-- Start TEXT PROVIDED --

Making the Impossible Possible

Laying Down the Bones Chicago: January 2011                                                                             Guest Post by Ames Hawkins:  Associate Professor of English, Columbia College Chicago

In order to reach its goal, One Million Bones needs to collect an average of one thousand bones a day for the next three years.  When stated so simply, the goal may seem impossible. How can we possibly accomplish this goal?  How can we make it happen?  I don’t know the specific answer to these questions, but I do know that teaching a college course on art activism is what has convinced me that the impossible can be possible when we work together, when we collaborate.

My relationship with art activism began in 2007, when I learned about the art activism project, The Cradle Project.  At that time, my friend and colleague Joan Giroux (Department of Art and Design) and I collaborated on the creation of a course titled Art Activism Studio Project.  The goal of the course was to provide students with a specific opportunity to engage with the theory and practice of art activism, to experience for themselves the intersection between political consciousness and artistic process. 

Last year and this year—and next year as well!!—Joan and I have made One Million Bones our focus for this course.  This year the course accepted the invitation by One Million Bones to focus on creating our own “Laying Down the Bones” performance. On January 14, 2011, about fifty people attended our rendition of “Laying Down the Bones,” one that was choreographed, produced and executed by a class of fourteen students from Columbia College Chicago. 

A primary focus of this course—a tenant of art activism in general—is the importance of collaboration.  Students were asked to collaborate with each other; they were invited to understand that they were and are collaborating with all the other poets, performers and artists involved in past and future “Laying Down the Bones” performances, in One Million Bones overall.

-- End TEXT PROVIDED --

**JOBS:**
[A] According to the guest post, how many bones does One Million Bones need to collect each day, on average, to reach its goal?
[B] Return the passage of the guest post from "In order to" up to and including "when we collaborate.", copied word for word.

-- Start ENTRIES PROVIDED --

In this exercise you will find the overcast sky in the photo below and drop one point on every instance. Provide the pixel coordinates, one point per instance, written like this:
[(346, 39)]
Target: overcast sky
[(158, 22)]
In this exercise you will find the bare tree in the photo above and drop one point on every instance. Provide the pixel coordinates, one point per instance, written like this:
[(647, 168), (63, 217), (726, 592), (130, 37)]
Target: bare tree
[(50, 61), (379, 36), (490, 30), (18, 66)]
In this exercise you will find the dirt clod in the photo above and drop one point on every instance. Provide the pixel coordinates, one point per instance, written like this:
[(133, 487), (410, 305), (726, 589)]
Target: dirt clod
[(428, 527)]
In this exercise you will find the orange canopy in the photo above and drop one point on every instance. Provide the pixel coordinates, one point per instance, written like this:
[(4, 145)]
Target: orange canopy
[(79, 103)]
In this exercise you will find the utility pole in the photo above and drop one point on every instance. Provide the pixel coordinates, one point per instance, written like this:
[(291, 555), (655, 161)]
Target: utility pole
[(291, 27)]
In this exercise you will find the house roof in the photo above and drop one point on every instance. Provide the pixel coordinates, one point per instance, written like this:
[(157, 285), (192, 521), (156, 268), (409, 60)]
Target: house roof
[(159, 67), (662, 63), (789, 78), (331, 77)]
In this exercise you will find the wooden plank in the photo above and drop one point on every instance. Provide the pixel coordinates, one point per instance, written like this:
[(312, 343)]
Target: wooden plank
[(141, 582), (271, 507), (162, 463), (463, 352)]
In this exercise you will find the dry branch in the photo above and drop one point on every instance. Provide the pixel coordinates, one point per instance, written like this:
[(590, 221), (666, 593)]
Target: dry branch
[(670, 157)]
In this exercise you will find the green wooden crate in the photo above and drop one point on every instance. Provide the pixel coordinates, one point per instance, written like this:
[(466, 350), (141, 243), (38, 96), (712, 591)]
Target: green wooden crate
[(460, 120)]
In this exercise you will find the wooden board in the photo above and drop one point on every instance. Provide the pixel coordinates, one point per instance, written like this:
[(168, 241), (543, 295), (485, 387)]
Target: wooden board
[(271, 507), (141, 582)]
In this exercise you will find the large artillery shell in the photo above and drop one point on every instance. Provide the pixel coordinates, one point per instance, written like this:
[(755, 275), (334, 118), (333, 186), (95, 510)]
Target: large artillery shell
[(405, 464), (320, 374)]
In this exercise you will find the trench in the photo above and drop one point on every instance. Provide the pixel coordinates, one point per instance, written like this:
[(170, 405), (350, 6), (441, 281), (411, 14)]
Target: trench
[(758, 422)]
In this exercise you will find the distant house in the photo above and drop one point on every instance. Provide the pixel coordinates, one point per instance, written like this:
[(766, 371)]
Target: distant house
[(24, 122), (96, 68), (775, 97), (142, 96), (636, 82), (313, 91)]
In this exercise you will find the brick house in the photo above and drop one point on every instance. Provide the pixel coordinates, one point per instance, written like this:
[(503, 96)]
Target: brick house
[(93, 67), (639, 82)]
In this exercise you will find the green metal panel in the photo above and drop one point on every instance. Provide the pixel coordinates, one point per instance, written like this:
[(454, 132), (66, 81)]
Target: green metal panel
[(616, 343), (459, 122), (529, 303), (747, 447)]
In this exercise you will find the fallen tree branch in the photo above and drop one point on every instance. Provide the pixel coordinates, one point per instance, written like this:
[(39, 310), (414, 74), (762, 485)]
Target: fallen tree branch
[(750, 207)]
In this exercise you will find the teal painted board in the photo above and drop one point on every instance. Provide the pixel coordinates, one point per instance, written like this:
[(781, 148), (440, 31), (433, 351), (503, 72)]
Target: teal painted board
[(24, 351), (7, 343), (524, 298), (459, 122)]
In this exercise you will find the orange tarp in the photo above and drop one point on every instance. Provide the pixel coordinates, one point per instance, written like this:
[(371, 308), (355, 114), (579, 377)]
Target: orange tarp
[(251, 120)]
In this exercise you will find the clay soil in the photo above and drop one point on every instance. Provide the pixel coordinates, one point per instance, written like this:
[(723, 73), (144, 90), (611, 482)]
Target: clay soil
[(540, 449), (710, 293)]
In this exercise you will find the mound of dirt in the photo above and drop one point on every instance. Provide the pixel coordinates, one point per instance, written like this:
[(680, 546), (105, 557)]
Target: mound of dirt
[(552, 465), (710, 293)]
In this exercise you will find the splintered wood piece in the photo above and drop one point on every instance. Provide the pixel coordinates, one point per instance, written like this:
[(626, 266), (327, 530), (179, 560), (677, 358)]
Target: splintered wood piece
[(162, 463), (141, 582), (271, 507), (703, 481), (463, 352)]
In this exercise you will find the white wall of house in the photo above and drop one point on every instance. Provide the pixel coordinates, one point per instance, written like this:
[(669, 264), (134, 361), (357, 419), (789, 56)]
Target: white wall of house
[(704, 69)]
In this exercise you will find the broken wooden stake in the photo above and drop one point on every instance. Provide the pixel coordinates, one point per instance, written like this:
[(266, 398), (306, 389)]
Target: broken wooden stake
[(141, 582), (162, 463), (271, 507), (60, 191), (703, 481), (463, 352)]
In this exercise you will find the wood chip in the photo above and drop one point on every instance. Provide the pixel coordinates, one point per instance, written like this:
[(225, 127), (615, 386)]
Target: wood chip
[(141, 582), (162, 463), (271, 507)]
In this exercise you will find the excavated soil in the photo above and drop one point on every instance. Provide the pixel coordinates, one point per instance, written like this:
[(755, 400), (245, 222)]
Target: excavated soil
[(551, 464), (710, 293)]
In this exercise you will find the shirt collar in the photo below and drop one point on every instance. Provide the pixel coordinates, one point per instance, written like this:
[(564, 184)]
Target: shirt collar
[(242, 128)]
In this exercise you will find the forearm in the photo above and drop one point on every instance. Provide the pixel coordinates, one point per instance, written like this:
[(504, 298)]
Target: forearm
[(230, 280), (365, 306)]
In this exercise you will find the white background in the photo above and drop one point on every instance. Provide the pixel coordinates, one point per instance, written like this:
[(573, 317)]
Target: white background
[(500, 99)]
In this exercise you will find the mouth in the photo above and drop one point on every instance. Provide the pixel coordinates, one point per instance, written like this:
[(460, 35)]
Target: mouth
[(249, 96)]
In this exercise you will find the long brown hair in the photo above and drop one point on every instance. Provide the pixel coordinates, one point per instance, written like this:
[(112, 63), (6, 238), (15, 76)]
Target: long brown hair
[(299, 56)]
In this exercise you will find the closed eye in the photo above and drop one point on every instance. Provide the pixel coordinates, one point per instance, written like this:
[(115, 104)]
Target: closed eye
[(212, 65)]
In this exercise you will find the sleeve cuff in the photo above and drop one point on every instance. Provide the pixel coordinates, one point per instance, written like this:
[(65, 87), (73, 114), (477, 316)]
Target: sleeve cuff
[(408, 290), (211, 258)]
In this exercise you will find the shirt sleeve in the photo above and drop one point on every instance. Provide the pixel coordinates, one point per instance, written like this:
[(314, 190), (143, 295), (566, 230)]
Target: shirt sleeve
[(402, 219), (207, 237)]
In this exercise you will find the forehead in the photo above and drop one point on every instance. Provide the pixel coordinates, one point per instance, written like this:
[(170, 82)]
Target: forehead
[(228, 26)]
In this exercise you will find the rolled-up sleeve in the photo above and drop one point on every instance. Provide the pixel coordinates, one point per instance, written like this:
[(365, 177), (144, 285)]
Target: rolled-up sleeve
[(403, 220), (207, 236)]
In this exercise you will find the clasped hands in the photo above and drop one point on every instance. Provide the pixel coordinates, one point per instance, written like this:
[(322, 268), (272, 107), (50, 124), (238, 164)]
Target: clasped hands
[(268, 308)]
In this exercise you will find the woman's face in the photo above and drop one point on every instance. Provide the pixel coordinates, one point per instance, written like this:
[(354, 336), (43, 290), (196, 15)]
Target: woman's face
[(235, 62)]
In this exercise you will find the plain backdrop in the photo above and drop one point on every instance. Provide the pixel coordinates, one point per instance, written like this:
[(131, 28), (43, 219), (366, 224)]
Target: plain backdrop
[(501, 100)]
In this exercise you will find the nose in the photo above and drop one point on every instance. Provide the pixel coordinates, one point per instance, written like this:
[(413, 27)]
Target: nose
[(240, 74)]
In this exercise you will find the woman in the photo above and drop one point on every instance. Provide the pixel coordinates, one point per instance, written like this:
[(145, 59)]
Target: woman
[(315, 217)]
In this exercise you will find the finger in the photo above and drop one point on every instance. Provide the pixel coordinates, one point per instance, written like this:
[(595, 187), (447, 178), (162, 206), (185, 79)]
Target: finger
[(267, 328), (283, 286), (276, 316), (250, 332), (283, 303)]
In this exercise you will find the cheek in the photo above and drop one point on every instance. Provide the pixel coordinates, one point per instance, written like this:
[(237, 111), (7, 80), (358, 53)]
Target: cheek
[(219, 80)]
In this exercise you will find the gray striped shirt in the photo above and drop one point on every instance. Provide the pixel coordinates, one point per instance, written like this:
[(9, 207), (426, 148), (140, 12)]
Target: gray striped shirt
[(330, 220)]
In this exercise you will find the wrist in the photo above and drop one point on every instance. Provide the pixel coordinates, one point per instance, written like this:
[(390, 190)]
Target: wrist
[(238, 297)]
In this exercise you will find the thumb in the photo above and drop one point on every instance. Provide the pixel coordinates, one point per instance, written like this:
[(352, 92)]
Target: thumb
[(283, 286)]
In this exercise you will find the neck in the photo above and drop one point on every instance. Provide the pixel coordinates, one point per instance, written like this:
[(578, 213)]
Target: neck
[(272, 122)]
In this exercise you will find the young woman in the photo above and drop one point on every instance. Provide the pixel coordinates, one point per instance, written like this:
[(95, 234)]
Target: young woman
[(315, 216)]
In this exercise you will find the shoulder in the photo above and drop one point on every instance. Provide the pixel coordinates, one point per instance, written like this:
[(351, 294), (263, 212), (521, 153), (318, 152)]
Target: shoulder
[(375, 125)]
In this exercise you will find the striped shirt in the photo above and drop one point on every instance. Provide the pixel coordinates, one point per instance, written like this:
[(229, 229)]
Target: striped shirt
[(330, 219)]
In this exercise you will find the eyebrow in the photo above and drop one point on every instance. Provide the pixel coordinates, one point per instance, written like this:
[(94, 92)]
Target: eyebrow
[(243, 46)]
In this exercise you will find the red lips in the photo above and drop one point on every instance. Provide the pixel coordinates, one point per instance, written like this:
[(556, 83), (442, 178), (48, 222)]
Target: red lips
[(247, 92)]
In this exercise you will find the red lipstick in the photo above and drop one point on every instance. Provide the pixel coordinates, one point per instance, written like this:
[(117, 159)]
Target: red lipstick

-- End ENTRIES PROVIDED --

**EXERCISE SOLUTIONS:**
[A] An average of one thousand bones a day for the next three years.

[B]
In order to reach its goal, One Million Bones needs to collect an average of one thousand bones a day for the next three years.  When stated so simply, the goal may seem impossible. How can we possibly accomplish this goal?  How can we make it happen?  I don’t know the specific answer to these questions, but I do know that teaching a college course on art activism is what has convinced me that the impossible can be possible when we work together, when we collaborate.